═══ DATASET

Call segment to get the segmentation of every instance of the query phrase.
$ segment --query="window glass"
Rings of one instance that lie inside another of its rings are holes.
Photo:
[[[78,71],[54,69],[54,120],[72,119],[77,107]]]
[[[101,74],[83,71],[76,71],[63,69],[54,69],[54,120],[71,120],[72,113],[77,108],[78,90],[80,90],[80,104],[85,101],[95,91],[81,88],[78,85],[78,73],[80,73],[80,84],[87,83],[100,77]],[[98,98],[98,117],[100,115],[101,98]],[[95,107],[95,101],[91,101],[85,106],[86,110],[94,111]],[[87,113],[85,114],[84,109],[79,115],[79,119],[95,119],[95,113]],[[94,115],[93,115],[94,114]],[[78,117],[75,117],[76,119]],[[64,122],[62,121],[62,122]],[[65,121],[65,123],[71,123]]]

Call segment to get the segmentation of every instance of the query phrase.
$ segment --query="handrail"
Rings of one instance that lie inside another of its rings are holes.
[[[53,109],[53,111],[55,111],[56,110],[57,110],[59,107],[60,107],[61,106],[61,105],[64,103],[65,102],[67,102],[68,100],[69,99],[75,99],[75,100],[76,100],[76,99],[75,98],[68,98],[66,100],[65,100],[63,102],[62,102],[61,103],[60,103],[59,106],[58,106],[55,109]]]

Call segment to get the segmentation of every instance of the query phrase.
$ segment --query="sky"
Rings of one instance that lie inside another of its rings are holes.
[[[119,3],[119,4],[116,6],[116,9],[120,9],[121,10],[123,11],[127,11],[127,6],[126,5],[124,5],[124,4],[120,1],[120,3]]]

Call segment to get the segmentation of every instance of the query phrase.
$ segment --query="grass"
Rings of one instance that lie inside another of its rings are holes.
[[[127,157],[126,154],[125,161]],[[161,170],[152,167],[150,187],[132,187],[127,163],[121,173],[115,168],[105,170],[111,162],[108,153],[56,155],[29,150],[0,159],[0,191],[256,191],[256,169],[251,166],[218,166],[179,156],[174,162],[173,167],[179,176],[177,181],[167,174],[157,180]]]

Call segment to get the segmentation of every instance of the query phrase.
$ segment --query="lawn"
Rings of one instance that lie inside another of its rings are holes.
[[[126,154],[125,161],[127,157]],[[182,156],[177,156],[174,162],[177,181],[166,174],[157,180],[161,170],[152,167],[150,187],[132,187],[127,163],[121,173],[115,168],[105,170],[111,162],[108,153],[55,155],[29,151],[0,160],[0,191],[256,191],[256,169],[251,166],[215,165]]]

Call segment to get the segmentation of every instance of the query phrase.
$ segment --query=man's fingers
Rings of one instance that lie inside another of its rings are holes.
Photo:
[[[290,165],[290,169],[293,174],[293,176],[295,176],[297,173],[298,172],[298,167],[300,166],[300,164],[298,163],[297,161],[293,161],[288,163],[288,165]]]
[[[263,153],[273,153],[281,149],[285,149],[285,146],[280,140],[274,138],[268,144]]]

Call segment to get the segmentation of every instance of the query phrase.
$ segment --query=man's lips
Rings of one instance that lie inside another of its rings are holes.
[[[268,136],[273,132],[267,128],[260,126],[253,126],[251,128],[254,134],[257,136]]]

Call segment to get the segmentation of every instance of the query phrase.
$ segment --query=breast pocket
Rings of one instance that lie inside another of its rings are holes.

══════

Reproduce the items above word for word, from their very first line up to and including the line that contains "[[[78,71],[54,69],[54,120],[72,119],[77,107]]]".

## FINISHED ANSWER
Call segment to get the segmentation of every instance of the query phrase.
$ segment --query="window glass"
Rings of one instance that lie inside another of its rings are holes.
Photo:
[[[78,71],[54,69],[54,120],[72,119],[77,107]]]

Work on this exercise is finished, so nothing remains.